Rewrite the listing below, putting "initial mask" wherever "rough mask" appears and leaving everything else unchanged.
[Data for this task Boundary: Start]
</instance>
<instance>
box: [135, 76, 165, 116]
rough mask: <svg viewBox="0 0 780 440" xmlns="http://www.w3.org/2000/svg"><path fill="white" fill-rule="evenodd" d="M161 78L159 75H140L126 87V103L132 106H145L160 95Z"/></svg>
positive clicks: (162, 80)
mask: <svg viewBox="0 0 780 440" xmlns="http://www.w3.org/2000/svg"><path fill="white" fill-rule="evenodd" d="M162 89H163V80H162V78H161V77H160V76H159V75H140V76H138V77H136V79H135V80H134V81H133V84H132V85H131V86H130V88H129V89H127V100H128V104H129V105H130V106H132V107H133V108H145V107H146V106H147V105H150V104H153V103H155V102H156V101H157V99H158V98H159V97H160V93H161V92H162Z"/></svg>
[Data for this task Boundary: End]
▶ _Solution to this task_:
</instance>
<instance>
box: [135, 76, 165, 116]
initial mask: <svg viewBox="0 0 780 440" xmlns="http://www.w3.org/2000/svg"><path fill="white" fill-rule="evenodd" d="M161 78L159 75H140L126 87V103L132 106H145L160 95Z"/></svg>
positive clicks: (162, 80)
mask: <svg viewBox="0 0 780 440" xmlns="http://www.w3.org/2000/svg"><path fill="white" fill-rule="evenodd" d="M162 89H163V80H162V78H161V77H160V76H159V75H140V76H138V77H136V79H135V80H134V81H133V84H132V85H131V86H130V88H129V89H127V100H128V104H129V105H130V106H132V107H133V108H145V107H146V106H147V105H150V104H153V103H155V102H156V101H157V99H158V98H159V97H160V93H161V92H162Z"/></svg>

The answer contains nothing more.